DOCUMENT TEXT –
--- START ---

Dr. Dulio Álvarez Rubio University of Cantabria (Spain): Fight against poverty and climate change as advertising weapons and European Directive of Unfair Commercial Practices :-
The speaker firstly, brought forth the problem with classic dictionary definitions of advertising not always including indirect means of advertisement, which poses a problem when misleading commercial practices need to be checked. He then emphasized on the fact that advertising needed to be defined before you begin with any analysis of the concept. He used the definition given in Art. 2.1 Council Directive 84/450/EEC of 10 September 1984 -“making of a representation in any form in connection with a trade, business, craft or profession in order to promote the supply of goods or services, including immovable property, rights and obligations”.
Upon an anlysis of the new concept of advertising, which was implicit in the European Directive of unfair commercial practices (Art.2.d), he came up with the observation that the definition of commercial communication and advertising addresses commercial practices directly related to influencing consumers’ transactional decisions in relation to products. It does not address commercial practices carried out primarily for other purposes, including for example commercial communication aimed at investors, such as annual reports and corporate promotional literature. It could allow enterprises to use strategies of misleading in fileds as the ones we are talking about without any punishment, a fact that is particularly dangerous as these days, most of the companies use subtle, “indirect” tecniques.
According to him, companies use commitments against poverty, global warming, etc and other social problems. This according to him is also advertising as their main aim is to promote the brand image and name.
A question which he wanted to answer was whether the public showing of corporate responsibility plans be considered advertising?, or, by extension, the major question that was sought to be answered was – Can information in commercial practice that helps form a brand image be controlled? The question was answered eventually with the fact that even if it is not always, based on the changing nature of commercial practices, it should be.
There are five types of social marketing. The first three are covered by a controlling directive, whereas the last two have no controls upon them despite the fact that they also form consumer impressions.

--- END ---

PROVIDED MATERIAL –

--- START ---

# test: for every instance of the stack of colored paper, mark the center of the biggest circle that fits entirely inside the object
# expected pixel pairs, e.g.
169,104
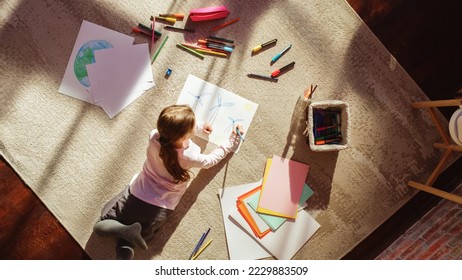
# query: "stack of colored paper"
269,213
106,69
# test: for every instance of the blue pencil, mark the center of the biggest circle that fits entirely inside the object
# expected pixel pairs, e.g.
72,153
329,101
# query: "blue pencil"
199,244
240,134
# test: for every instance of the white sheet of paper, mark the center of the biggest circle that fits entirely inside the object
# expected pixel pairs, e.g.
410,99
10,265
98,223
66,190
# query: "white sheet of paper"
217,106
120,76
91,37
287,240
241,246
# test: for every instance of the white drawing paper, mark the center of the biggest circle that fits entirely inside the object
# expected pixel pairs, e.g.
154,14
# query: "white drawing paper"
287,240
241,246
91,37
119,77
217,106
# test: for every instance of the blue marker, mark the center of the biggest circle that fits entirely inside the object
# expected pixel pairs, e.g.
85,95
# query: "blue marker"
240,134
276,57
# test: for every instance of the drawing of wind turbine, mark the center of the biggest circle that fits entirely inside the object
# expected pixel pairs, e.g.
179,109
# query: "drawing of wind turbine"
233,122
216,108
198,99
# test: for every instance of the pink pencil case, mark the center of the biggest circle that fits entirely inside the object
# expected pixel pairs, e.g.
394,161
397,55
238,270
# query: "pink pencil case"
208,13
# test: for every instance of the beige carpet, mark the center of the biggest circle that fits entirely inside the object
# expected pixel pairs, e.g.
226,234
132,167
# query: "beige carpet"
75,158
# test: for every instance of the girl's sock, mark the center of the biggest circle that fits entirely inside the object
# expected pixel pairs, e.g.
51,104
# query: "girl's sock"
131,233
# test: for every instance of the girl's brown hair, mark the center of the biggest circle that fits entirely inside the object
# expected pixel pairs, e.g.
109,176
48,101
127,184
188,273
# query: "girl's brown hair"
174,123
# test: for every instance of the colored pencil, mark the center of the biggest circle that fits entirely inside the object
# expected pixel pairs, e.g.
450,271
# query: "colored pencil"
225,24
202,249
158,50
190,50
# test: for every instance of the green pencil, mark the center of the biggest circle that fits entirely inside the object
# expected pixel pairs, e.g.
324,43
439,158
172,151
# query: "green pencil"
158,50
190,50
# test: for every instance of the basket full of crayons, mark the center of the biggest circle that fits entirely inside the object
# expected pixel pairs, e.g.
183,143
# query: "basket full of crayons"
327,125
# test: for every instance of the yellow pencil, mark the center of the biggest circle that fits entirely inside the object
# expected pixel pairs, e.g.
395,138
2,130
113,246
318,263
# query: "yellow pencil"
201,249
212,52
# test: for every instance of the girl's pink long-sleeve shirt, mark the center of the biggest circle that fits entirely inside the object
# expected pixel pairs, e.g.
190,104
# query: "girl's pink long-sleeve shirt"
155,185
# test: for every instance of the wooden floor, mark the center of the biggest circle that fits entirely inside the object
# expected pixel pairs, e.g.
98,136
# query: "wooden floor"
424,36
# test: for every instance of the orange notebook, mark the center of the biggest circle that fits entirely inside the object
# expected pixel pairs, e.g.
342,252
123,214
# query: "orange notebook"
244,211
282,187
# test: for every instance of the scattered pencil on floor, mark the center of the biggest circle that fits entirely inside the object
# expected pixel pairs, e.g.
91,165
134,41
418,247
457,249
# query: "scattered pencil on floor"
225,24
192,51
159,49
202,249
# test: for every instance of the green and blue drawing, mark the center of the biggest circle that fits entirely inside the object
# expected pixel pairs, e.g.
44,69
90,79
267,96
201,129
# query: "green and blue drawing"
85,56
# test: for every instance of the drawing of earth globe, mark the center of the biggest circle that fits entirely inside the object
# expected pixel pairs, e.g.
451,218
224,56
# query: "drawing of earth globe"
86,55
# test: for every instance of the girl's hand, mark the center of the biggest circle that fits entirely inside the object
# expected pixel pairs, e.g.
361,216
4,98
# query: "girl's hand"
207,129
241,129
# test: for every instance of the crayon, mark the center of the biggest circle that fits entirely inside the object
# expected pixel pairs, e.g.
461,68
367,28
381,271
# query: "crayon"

--- END ---

TRY IT –
In the talk summary, which legal provision supplied the definition of advertising that the speaker used?

SOLUTION TO THIS TASK –
Art. 2.1 of Council Directive 84/450/EEC of 10 September 1984.